J’aime profondément ce film pour les émotions et les sentiments complexes qu’il véhicule sans manichéisme. J’ai été marqué par sa vision et je ressens toujours les sentiments du jeune garçon que je fus lorsque je le revois. De là à dire que votre serviteur est un sentimental, un peu nostalgique, il n’y a qu’un pas…que je vous laisse franchir !

James Foley ne retrouvera jamais la recette magique lors de ses films suivants, malgré des scenarii intéressants et de grands acteurs à diriger. Il basculera petit à petit vers la réalisation d’épisodes de séries TV, comme House of Cards, pour finalement choir à la réalisation de 50 nuances plus sombres (2017) et 50 nuances plus claires (2018)…

Cinemaniaq

(*) Contenu Additionnel :

En passant, une fois que vous aurez vu le film... Cherchez la signification de At Close Range et évaluez la pertinence du titre français par rapport au titre original !

De même que pour Thief (1981) et To Live and Die in L.A (1985), At Close Range a bénéficié du travail éditorial opéré par Carlotta Films qui offre un écrin digne de son rang et une restauration de belle facture à cette pépite 80’s.

En plus du film, on trouve un affiche originale, le dossier de presse d’époque et des photos du tournage.

■ Données fournies ■
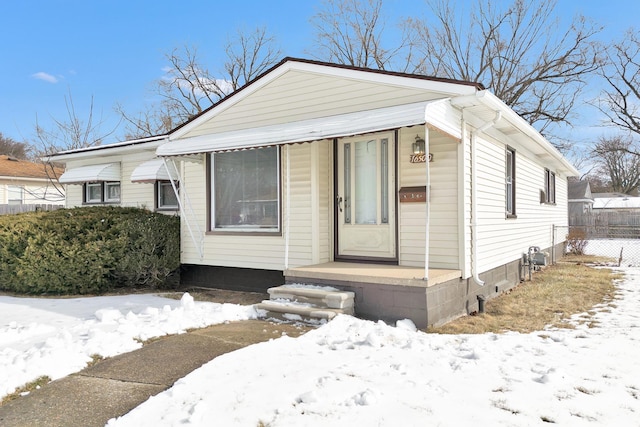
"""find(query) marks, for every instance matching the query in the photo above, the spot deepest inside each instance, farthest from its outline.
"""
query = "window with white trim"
(165, 196)
(549, 186)
(245, 190)
(15, 195)
(102, 192)
(510, 182)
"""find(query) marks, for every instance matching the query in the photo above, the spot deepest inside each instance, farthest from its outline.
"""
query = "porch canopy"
(91, 173)
(152, 171)
(433, 113)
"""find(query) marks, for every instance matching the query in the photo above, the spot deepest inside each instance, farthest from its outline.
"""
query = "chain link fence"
(620, 243)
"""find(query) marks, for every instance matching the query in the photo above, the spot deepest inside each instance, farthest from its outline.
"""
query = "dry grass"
(26, 389)
(554, 294)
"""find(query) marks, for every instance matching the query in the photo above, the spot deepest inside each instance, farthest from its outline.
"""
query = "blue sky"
(114, 50)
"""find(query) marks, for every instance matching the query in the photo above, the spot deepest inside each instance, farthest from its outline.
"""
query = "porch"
(336, 273)
(391, 292)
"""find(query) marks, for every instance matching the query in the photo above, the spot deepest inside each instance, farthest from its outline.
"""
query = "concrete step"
(305, 311)
(324, 296)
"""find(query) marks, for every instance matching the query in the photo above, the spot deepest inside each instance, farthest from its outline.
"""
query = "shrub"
(88, 250)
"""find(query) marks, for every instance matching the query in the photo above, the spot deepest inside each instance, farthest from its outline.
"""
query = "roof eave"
(447, 87)
(493, 103)
(134, 145)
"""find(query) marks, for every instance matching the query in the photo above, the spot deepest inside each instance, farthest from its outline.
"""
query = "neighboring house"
(124, 174)
(26, 183)
(580, 198)
(618, 203)
(419, 194)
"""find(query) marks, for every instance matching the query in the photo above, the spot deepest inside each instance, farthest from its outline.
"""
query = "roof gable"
(297, 90)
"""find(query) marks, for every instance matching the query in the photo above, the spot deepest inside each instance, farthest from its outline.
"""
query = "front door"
(365, 198)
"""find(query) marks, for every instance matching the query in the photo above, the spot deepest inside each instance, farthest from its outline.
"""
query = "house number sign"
(421, 158)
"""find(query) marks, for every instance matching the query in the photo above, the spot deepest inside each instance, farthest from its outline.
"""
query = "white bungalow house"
(124, 174)
(416, 193)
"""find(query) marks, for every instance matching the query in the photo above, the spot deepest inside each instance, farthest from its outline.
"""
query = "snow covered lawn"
(56, 337)
(353, 372)
(348, 372)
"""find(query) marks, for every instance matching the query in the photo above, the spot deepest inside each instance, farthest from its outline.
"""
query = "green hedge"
(89, 250)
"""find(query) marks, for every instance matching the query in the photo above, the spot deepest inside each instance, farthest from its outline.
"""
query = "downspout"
(428, 198)
(287, 209)
(474, 198)
(183, 212)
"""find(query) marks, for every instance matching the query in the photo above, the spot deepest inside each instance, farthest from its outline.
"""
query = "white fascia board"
(125, 147)
(341, 125)
(493, 103)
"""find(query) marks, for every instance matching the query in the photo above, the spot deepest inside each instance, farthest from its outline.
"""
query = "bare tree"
(621, 100)
(188, 88)
(352, 32)
(618, 159)
(74, 132)
(520, 52)
(12, 148)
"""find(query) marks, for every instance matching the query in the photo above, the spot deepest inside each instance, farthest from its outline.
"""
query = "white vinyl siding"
(444, 242)
(140, 195)
(502, 240)
(287, 99)
(259, 251)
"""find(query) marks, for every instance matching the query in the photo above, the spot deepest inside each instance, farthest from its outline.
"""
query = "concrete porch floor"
(371, 273)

■ Consigne écrite 1 ■
(a) D’après l’extrait, de quelle série télévisée James Foley a-t-il réalisé des épisodes ?
(b) Quel éditeur a assuré le travail éditorial sur At Close Range ?
(c) En plus du film, que contient cette édition ?
■ Consigne écrite 2 ■
Rassemblez, en les recopiant, toutes les lignes des données qui contiennent la chaîne « porch ». La casse compte.

■ Corrigé 1 ■
(a) House of Cards.
(b) Carlotta Films.
(c) Une affiche originale, le dossier de presse d’époque et des photos du tournage.

■ Corrigé 2 ■
query = "porch canopy"
query = "porch"
query = "concrete porch floor"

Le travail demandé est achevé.